> [Records for processing]:
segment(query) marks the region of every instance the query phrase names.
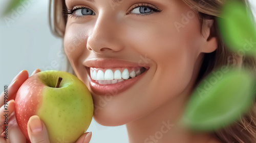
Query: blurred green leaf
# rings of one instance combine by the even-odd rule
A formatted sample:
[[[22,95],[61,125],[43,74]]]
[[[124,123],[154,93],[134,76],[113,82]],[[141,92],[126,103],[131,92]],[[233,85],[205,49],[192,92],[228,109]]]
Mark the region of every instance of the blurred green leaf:
[[[214,72],[195,90],[181,124],[203,131],[229,125],[252,105],[253,85],[248,72],[231,69]]]
[[[4,15],[6,15],[11,12],[12,12],[12,9],[13,10],[15,10],[16,8],[17,8],[19,6],[21,5],[25,1],[27,1],[28,0],[10,0],[9,1],[9,5],[6,7],[6,9],[3,12]]]
[[[247,55],[256,54],[255,26],[250,10],[238,1],[226,2],[218,23],[225,43],[234,52]]]

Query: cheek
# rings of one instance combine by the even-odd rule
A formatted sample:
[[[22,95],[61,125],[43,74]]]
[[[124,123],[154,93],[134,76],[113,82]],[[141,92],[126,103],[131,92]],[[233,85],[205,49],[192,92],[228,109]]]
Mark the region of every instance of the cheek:
[[[64,50],[67,57],[75,70],[75,66],[79,63],[79,58],[87,50],[87,30],[79,28],[75,25],[68,25],[66,27],[63,39]]]
[[[147,89],[148,92],[144,94],[147,96],[142,100],[154,99],[145,102],[148,104],[158,103],[159,105],[179,95],[196,76],[193,73],[197,68],[202,39],[200,22],[198,18],[191,19],[179,32],[174,23],[180,19],[179,16],[164,22],[149,22],[146,26],[127,31],[127,39],[131,40],[129,46],[134,47],[143,59],[150,59],[156,64],[147,88],[152,90]],[[163,98],[155,98],[155,95]]]

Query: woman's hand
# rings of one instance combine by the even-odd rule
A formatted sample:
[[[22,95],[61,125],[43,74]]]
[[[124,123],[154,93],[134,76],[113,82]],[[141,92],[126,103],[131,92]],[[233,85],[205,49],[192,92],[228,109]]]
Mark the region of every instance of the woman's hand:
[[[29,118],[28,122],[28,133],[32,143],[50,143],[46,126],[37,115],[32,116]],[[89,143],[91,137],[91,132],[85,133],[76,142]]]
[[[37,69],[32,73],[32,75],[40,72],[40,69]],[[28,77],[28,72],[24,70],[13,79],[10,86],[8,86],[8,104],[5,105],[5,92],[3,92],[0,95],[0,106],[1,106],[0,107],[0,133],[2,133],[0,135],[0,142],[1,143],[29,142],[23,135],[17,124],[14,114],[15,102],[14,100],[18,89]],[[8,106],[7,110],[5,110],[5,105]],[[5,124],[6,118],[4,114],[6,112],[4,111],[9,111],[8,112],[8,125]],[[5,131],[4,130],[6,126],[8,126],[8,136],[7,136],[7,134],[5,134]],[[34,115],[30,118],[28,122],[28,133],[32,143],[50,143],[46,126],[37,116]],[[91,136],[91,133],[86,133],[79,137],[76,142],[88,143]],[[5,137],[8,138],[6,138]]]

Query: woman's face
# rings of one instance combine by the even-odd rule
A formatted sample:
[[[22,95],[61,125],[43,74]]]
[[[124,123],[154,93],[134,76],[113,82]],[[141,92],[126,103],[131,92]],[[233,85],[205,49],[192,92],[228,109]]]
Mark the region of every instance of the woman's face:
[[[182,1],[66,3],[65,53],[92,93],[99,124],[141,117],[193,85],[206,39],[197,14]],[[105,81],[113,78],[119,80]]]

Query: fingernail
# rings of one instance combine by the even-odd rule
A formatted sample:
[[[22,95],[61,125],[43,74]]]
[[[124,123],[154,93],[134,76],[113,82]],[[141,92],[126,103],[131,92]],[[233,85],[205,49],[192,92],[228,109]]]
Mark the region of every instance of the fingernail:
[[[33,116],[29,120],[30,129],[33,133],[36,133],[42,130],[42,123],[37,116]]]
[[[24,71],[24,70],[26,70],[26,69],[24,69],[24,70],[22,70],[22,71],[20,71],[19,73],[18,73],[18,74],[13,78],[13,79],[12,80],[12,82],[14,81],[15,81],[16,80],[16,79],[17,79],[17,77],[18,76],[18,75],[19,75],[20,73],[22,73],[22,72]]]
[[[36,72],[37,70],[40,70],[40,69],[39,69],[38,68],[37,68],[36,70],[34,70],[34,72],[33,72],[33,73],[31,74],[31,75],[33,75],[33,74],[35,74],[35,72]],[[41,70],[40,70],[41,71]]]
[[[83,142],[89,142],[91,137],[92,137],[92,132],[90,132],[86,135],[86,137],[84,137],[84,140],[83,140]]]
[[[9,87],[10,88],[10,87],[11,87],[13,84],[14,84],[15,83],[17,82],[17,81],[18,81],[18,80],[15,80],[14,82],[12,82],[9,85]]]

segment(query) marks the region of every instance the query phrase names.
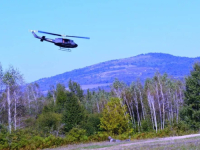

> [Exercise instructions]:
Put every line from the one holding "Query: fingernail" through the end of the items, inclusive, into a Markdown table with columns Row and Line, giving each line a row number and skipping blank lines. Leave the pictures out of your table.

> [Finished task]:
| Row | Line |
|---|---|
| 1 | Query: fingernail |
| 2 | # rings of one instance combine by the even-odd rule |
| 3 | A formatted sample: |
| 4 | [[[22,95],[61,125],[43,74]]] |
| 5 | [[[124,123],[154,93],[134,76],[113,82]],[[141,92],[126,103],[131,92]],[[233,85],[205,49],[192,92],[228,109]]] |
| 6 | Mark the region of every instance of the fingernail: |
| 7 | [[[33,116],[29,120],[30,129],[33,133],[36,133],[42,130],[42,123],[37,116]]] |
| 8 | [[[24,71],[24,70],[26,70],[26,69],[24,69],[24,70],[22,70],[22,71],[20,71],[19,73],[18,73],[18,74],[13,78],[13,79],[12,80],[12,82],[14,81],[15,81],[16,80],[16,79],[17,79],[17,77],[18,76],[18,75],[19,75],[20,73],[22,73],[22,72]]] |
| 9 | [[[36,72],[37,70],[40,70],[40,69],[39,69],[38,68],[37,68],[36,70],[34,70],[34,72],[33,72],[33,73],[31,74],[31,75],[33,75],[33,74],[35,74],[35,72]],[[41,70],[40,70],[41,71]]] |
| 10 | [[[83,142],[89,142],[91,137],[92,137],[92,132],[90,132],[86,135],[86,137],[84,137],[84,140],[83,140]]] |
| 11 | [[[9,87],[10,88],[10,87],[11,87],[13,84],[14,84],[15,83],[17,82],[17,81],[18,81],[18,80],[15,80],[14,82],[12,82],[9,85]]] |
| 12 | segment(query) marks the region of every instance the query phrase names. |